Repeat exactly the lines below that lie between the line with "Where can you spot the small" and the line with "Where can you spot the bird's", counting both of those lines as part of the answer.

RECORDS SUPPLIED
-- Opening Marker --

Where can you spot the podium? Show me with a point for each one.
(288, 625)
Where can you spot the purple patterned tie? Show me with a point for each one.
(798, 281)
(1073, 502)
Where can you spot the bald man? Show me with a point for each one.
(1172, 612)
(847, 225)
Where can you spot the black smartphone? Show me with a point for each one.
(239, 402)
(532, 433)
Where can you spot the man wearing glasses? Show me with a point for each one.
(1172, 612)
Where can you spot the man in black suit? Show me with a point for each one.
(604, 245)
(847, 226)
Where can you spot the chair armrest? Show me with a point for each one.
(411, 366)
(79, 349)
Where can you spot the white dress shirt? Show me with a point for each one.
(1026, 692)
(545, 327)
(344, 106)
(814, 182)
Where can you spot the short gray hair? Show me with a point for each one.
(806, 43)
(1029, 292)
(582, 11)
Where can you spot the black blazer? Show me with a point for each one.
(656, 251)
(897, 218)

-- Closing Marker --
-- Opening Marker --

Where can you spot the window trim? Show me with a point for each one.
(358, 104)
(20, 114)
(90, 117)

-- Closing Marker --
-- Opening Marker --

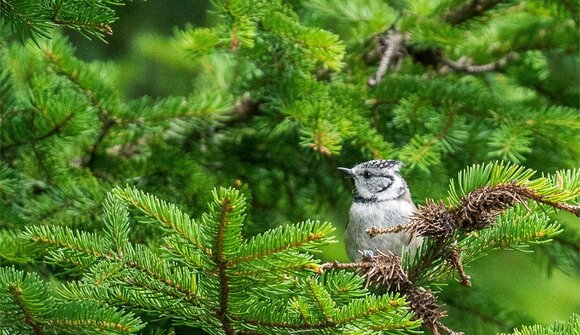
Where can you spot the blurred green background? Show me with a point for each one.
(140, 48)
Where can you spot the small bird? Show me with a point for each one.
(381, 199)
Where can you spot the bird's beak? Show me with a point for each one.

-- Closing Marker --

WRITTEN REPLY
Where can you spot the small bird? Show me with a point for each one.
(381, 199)
Where can you spot the bird's beak? Show me with a point for each one.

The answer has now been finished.